It takes place in an age long, long after any of the titles released to date. It is the most recent age. And because of this we believe players will be able to easily immerse themselves in the game. Of course, regardless of the time period, the story does unfold in Hyrule so for those who’ve played other titles in the series there will be a lot of recognizable places to enjoy.

As mentioned previously, the narrative design of the new Zelda is radically far from the conventional GTAIII-style open world formula used throughout contemporary AAA open world franchises. That standard formula uses a conventional linear narrative, often with an Act or Chapter structure, and requires the player to crank the plot by visiting the next location where a story event occurs. This works well… and has thus been worked well into the ground. Breath of the Wild instead disconnects the linearity from its explicit storytelling entirely and makes every cut scene part of backstory exposition rather than an advancing present tense plotline. This is framed in terms of Link having suffered from amnesia as a result of his long century of recuperation (which ends when the game begins), although the basic narrative structure here could be deployed in any game with substantial backstory, and does not require the loss of memory to make it work.

There are eighteen locations throughout Hyrule that have a connection to the backstory between Princess Zelda and Link. The narrative structure entails a first Act upon the Great Plateau, completing the extended tutorial and acquiring the four Runes that almost all game puzzles depend upon. A second (entirely optional) Act concerns Impa – now old and infirm, having waited a century for Link’s return – and the Sheikah Slate that is the in-game representation of the player’s Wii U ‘tea tray’ or Switch in handheld mode. This second Act culminates in the player being shown twelve photographs of locations in Hyrule, and after this there are no further Acts save for the Final Act concerning the showdown with Calamity Ganon. The player has to use their growing knowledge of the landscape (with a touch of blind luck) to locate these twelve locations, each of which reveals a flashback to Link and Zelda’s backstory. These can play in any order – leaving the player to piece the narrative together. This has been done in videogame narrative before via journal entries and the like, but never in an expensive to develop feature like a fully animated cut scene.

In addition to the twelve Captured Memories pictures, which are the main body of the game’s explicit narrative, there are six additional memories. Four of these correspond to the Champions who in the backstory (a century before the game’s events) were to take the Divine Beasts into battle against Calamity Ganon, and are the main additional characters to appear in the memory cut scenes. A further memory concerns the Master Sword, and Princess Zelda placing it into a ceremonial stone triangle to wait for Link’s return (this is the last event in the chronology of the backstory, although the player could uncover this cut scene at any point in the flow of the game). When all of the twelve Captured Memories pictures have been located, Impa also provides a final memory – and this cut scene is thus very likely (but not certain) to be the last piece of the backstory that the player unlocks, allowing it to take upon a special significance.

□ □ □

In the Breath of the Wild passage, how many photographs of Hyrule locations is the player shown at the end of the second Act?

□ □ □

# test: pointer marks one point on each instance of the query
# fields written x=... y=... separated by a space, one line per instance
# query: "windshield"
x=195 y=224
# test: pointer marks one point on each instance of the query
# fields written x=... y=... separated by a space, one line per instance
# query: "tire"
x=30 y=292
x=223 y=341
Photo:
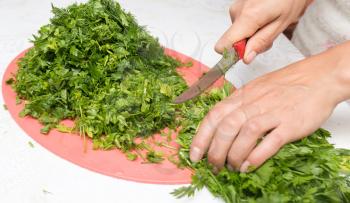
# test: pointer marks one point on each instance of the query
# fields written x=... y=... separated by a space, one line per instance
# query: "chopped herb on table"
x=95 y=65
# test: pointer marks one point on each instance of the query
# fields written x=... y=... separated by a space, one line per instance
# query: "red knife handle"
x=240 y=47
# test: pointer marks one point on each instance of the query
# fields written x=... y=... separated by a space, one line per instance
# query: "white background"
x=191 y=26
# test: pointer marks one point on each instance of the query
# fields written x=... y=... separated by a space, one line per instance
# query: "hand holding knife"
x=231 y=57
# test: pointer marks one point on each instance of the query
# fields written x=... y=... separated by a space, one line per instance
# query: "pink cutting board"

□ □ □

ANSWER TO THE TASK → Twelve.